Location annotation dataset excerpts

▶

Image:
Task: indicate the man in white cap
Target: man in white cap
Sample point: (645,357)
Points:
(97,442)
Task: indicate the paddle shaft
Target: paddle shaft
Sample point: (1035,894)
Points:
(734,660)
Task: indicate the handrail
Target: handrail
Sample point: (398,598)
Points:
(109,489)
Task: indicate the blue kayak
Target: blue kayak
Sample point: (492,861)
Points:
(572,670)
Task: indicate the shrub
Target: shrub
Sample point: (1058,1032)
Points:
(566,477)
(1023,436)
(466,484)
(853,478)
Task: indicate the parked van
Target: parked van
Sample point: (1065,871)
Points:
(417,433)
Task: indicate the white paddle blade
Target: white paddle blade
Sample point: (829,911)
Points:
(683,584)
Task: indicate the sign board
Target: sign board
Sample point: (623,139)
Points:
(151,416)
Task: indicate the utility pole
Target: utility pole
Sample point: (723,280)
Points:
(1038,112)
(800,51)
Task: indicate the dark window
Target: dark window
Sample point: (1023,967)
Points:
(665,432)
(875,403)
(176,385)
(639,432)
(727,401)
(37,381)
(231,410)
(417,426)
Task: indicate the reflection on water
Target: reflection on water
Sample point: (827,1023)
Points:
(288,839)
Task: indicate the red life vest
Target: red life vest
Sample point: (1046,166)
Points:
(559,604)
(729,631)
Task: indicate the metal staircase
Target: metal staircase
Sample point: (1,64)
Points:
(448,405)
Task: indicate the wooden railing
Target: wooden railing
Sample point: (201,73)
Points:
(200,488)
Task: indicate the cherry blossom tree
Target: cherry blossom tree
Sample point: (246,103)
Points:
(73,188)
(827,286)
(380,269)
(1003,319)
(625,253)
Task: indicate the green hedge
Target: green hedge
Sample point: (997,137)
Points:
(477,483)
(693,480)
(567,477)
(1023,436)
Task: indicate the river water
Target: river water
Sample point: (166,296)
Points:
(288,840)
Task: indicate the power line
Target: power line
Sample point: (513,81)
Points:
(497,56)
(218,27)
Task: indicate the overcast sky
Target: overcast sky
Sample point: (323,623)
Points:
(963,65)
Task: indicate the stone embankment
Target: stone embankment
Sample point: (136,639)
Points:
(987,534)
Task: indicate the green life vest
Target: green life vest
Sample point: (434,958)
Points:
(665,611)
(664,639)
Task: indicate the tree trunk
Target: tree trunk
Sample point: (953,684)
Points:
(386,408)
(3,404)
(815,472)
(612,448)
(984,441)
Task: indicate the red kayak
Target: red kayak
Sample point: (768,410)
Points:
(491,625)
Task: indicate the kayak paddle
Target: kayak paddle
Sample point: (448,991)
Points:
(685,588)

◀

Extract each entry in full and write it down exactly.

== ANSWER FOR THE TASK ==
Image:
Task: indicate the man in white cap
Target: man in white cap
Sample point: (645,357)
Points:
(97,442)
Task: indicate the paddle shaft
Target: paddle shaft
Sample point: (1035,894)
Points:
(734,660)
Task: indicate the handrail
Target: handrail
Sample point: (398,598)
Points:
(109,489)
Task: indicate the blue kayak
Target: blue kayak
Sample point: (492,861)
Points:
(572,670)
Task: indicate the shrub
Target: shrub
Sample point: (1058,1032)
Points:
(566,477)
(1023,436)
(466,484)
(853,478)
Task: indicate the parked van
Target: parked van
Sample point: (1065,871)
Points:
(417,433)
Task: indicate the white paddle blade
Target: white paddle blade
Sample point: (829,911)
Points:
(683,584)
Task: indicate the sign board
Target: sign board
Sample point: (623,139)
Points:
(151,416)
Task: indicate the utility pole
Target: utility pole
Sample point: (723,280)
Points:
(1038,112)
(800,51)
Task: indicate the dark window
Target: dark window
Sample point: (1023,967)
Points:
(665,432)
(875,403)
(176,385)
(639,432)
(727,401)
(37,381)
(231,410)
(417,426)
Task: indicate the reflection on water
Target: reflection on water
Sample point: (827,1023)
Points:
(288,839)
Task: indicate the red life vest
Target: red life vest
Sample point: (1046,166)
Points:
(559,604)
(729,631)
Task: indicate the metal staircase
Target: metal staircase
Sample point: (1,64)
Points:
(448,405)
Task: indicate the wooden railing
Target: wooden railing
Sample point: (201,73)
Points:
(200,488)
Task: indicate the cherry blossom tree
Target: cherry blossom tree
Sample point: (246,103)
Points:
(73,188)
(827,286)
(380,269)
(1003,319)
(625,253)
Task: indicate the green hedge
Target: green hedge
Sample point: (997,137)
Points:
(477,483)
(693,480)
(567,477)
(1023,436)
Task: indicate the river water
Target: river water
Sample point: (166,296)
Points:
(288,840)
Task: indicate the power line
Target: power line
Sample point: (513,81)
Points:
(497,56)
(218,27)
Task: indicate the overcast sky
Target: overcast sky
Sample point: (323,623)
Points:
(963,65)
Task: indicate the stone embankment
Target: stone embankment
Sample point: (136,639)
Points:
(987,534)
Task: indicate the green life vest
Target: green life vest
Sample point: (434,958)
Points:
(665,611)
(664,639)
Task: indicate the tree trunk
Target: tree trunk
Sample point: (953,684)
Points:
(386,408)
(3,404)
(815,472)
(612,448)
(984,441)
Task: indicate the red kayak
Target: red kayak
Sample point: (768,410)
Points:
(491,625)
Task: indicate the kayak paddle
Target: kayak paddle
Sample point: (448,991)
Points:
(685,588)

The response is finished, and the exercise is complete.